**EXCERPT PROVIDED:**
>>>>

Its a real mess to get the abstracts: half of the websites dont let you get there (protection from robots) and the other half are so randomly coded that you get a lot of info you don't want. Most pertinent might still be to download the available pdfs and find a way to access the abstract pdfs from there.

14/10 : We had a call with B Frank who helped us on the bypassing of security checks we're facing with google scholar and the websites located on it. 

In [4]:
import urllib3
import json

In [5]:
http = urllib3.PoolManager()
"""
S=0
for i in range (len(urls)):
    r = http.request('GET', urls[i])
     # transform byte information to string info
    string = r.data.decode("utf-8")
    if "doctype html" not in str.lower(string):
        print(str.lower(string[:15]))
        print(i)
        S+=1
print(S)
"""

#it seems that using this method we get access to the html whereas previously we didn't
# we still have one or 2 problems(apparentlu with captchas) but it represents a small percentage 
# of the articles apparently
# you can check by uncommenting the lines below
"""
r = http.request('GET', urls[4])
 # transform byte information to string info
string = r.data.decode("utf-8")
print(string)
"""

'\nr = http.request(\'GET\', urls[4])\n # transform byte information to string info\nstring = r.data.decode("utf-8")\nprint(string)\n'

In [15]:
# By running this cell and uncommenting "print soup" you'll realize that for some 
# reason the abstract isn't present in the html

r = http.request('GET', urls[4])
print(urls[4])
 # transform byte information to string info
    
string = r.data.decode("utf-8")

#print(string)
byte_page = r.data



parser = "html.parser"
soup = BeautifulSoup(byte_page, parser)
#print(soup)
results = soup("div", class_="abstractSection abstractInFull")
#print(results)
"""
for result in results:
    print(result.get_text())

        results = soup("h3", class_="gs_rt")


        for result in results:
            for a in result.find_all('a', href=True):

                urls.append(a['href'])
    return urls
"""

https://academic.oup.com/erae/article-abstract/47/3/849/5552525


'\nfor result in results:\n    print(result.get_text())\n\n        results = soup("h3", class_="gs_rt")\n\n\n        for result in results:\n            for a in result.find_all(\'a\', href=True):\n\n                urls.append(a[\'href\'])\n    return urls\n'

### Checkpoint: 

On this example we have a pb: we are getting missing parts in the html. This is due to he dynamic website? We might need to use selenium

Installing Selenium with the right version of geckodriver etc was a mess. I recommend following these steps for it to work: https://tecadmin.net/setup-selenium-with-firefox-on-ubuntu/
(go to step 4 included)

In [2]:
import selenium
import os

In [3]:
from selenium import webdriver
from selenium.webdriver.common.desired_capabilities import DesiredCapabilities
from selenium.webdriver.firefox.firefox_binary import FirefoxBinary
from selenium.webdriver.firefox.options import Options


# Note: You'll have to adapt your paths here. I installed my geckodriver on my desktop. Youll have to find where it is
# to find where your firefox is on linux: "which firefox" in terminal


binary = FirefoxBinary('/usr/bin/firefox')

<<<<

**PROVIDED RECORDS:**
>>>>

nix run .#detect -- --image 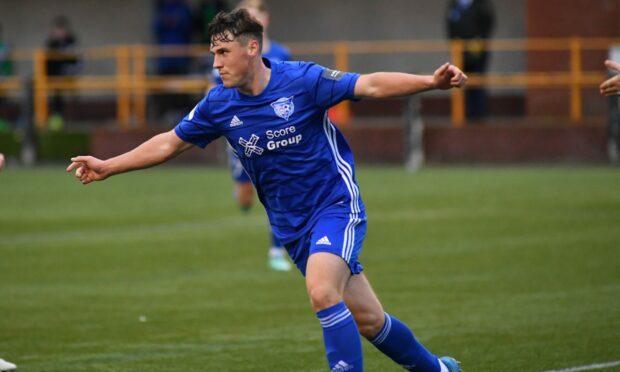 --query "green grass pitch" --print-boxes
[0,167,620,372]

<<<<
>>>>

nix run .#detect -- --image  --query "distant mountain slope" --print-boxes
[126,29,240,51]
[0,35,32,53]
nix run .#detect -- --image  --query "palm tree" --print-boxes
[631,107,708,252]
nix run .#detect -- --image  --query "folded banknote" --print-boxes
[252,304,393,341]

<<<<

**WHAT TO DO:**
a. Sum up the excerpt on scraping article abstracts in three sentences.
b. Pick up the excerpt on scraping article abstracts after its final line and keep it going.
None of the entries are needed here.

**SET OF ANSWERS:**
a. Getting abstracts is difficult because about half of the websites block robots and the rest are coded so randomly that much unwanted information comes back. Requesting the pages with urllib3 gives access to the HTML, with only a small share of articles still running into captcha problems. For one article the abstract is missing from the HTML, possibly because the website is dynamic, so the authors turn to Selenium, whose installation with the right geckodriver version proved messy.

b.
binary = r'/usr/bin/firefox'
options = Options()
options.set_headless(headless=True)
options.binary = binary

cap = DesiredCapabilities().FIREFOX
cap["marionette"] = True #optional
browser = webdriver.Firefox(firefox_options=options, capabilities=cap,executable_path='/home/martin/Desktop/geckodriver-v0.25.0-linux64/geckodriver')

# get source code
browser.get('https://www.sciencedirect.com/science/article/pii/S0168169917314710')
html = browser.page_source

print(type(html))
#print(html)
# close web browser
browser.close()



  


<class 'str'>


With this new method every thing seems to be working: the abstract at least is present as you can see if you uncomment the "print (html)" in the cell above

In [9]:
scholar_url = "https://scholar.google.se/scholar?start={}&q={}&hl=fr&as_sdt=0,5&as_ylo={}&as_yhi={}"

import time
from fake_useragent import UserAgent

def get_pdf_urls(website_url, query, start_date, end_date):
    """
    ARGS: query: what we want in the research bar
         
    OUTPUT: a list of urls linking to the articles
    """
    
    
    #https://stackoverflow.com/questions/58873022/how-to-make-selenium-script-undetectable-using-geckodriver-and-firefox-through-p
    profile = webdriver.FirefoxProfile('/home/martin/.mozilla/firefox/9ncorkym.ImpAgt-user')

    PROXY_HOST = "12.12.12.123"
    PROXY_PORT = "1234"
    profile.set_preference("network.proxy.type", 1)
    profile.set_preference("network.proxy.http", PROXY_HOST)
    profile.set_preference("network.proxy.http_port", int(PROXY_PORT))
    profile.set_preference("dom.webdriver.enabled", False)
    profile.set_preference('useAutomationExtension', False)
    profile.update_preferences()
    
    
    
    binary = FirefoxBinary('/usr/bin/firefox')
    binary = r'/usr/bin/firefox'
    options = Options()
    options.set_headless(headless=True)
    options.binary = binary
    ua = UserAgent()
    userAgent = ua.random
    print("useragent: ", userAgent)
    options.add_argument(f'user-agent={userAgent}')

    cap = DesiredCapabilities().FIREFOX
    cap["marionette"] = True #optional
    browser = webdriver.Firefox(firefox_profile=profile, firefox_options=options, capabilities=cap,executable_path='/home/martin/Desktop/geckodriver-v0.25.0-linux64/geckodriver')
    
    
    
    urls = []
    for i in range (0, 10, 10):
        size = i
        
        
        """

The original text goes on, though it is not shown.